* _Problem requirements_:
Edit the stretch from "American baseball player" through "MLB pitcher and coach." in the piece on Jim Shellenback, swapping "Minnesota Twins" for "Twins".

* _Selected excerpt_:
....

American baseball player (born 1943)

James Philip Shellenback (born November 18, 1943) is an American former professional baseball pitcher and coach. He appeared in 165 Major League games for the Pittsburgh Pirates (1966–1967; 1969), Washington Senators/Texas Rangers (1969–1974) and Minnesota Twins (1977). The 6 ft 2 in, 200 lb Shellenback threw and batted left-handed. He is the nephew of Frank Shellenback, also a former MLB pitcher and coach.

In his nine-year MLB career, he had a 16–30 record, 48 games started, eight complete games, two shutouts, 36 games finished, two saves, 454 innings pitched, 443 hits allowed, 228 runs allowed, 192 earned runs allowed, 40 home runs allowed, 200 bases on balls, 222 strikeouts, eight hit batsmen, six wild pitches, 1,960 batters faced, 14 intentional base on balls, two balks and a 3.81 earned run average.

Like his uncle, who won a record 295 games in the Pacific Coast League, Jim Shellenback had success in minor league baseball. In his second pro year, with the 1963 Gastonia Pirates, he won 17 of 20 decisions and posted a 2.03 earned run average. He won 103 minor league games over 12 seasons.

Shellenback was a longtime coach in the Twins' minor league system, and served on their Major League staff in 1983. He also managed the Triple-A Portland Beavers from June 22, 1988, through the end of the season after the resignation of Jim Mahoney. Late in his career, Shellenback was the pitching coach of the Rookie-level Elizabethton Twins of the Appalachian League for 18 consecutive seasons, from 1994 through his 2011 retirement.

....

* _Data extract_:
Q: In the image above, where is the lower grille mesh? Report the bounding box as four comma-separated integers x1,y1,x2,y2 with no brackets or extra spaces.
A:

....

* _Answer to the problem_:
American baseball player (born 1943)

James Philip Shellenback (born November 18, 1943) is an American former professional baseball pitcher and coach. He appeared in 165 Major League games for the Pittsburgh Pirates (1966–1967; 1969), Washington Senators/Texas Rangers (1969–1974) and Twins (1977). The 6 ft 2 in, 200 lb Shellenback threw and batted left-handed. He is the nephew of Frank Shellenback, also a former MLB pitcher and coach.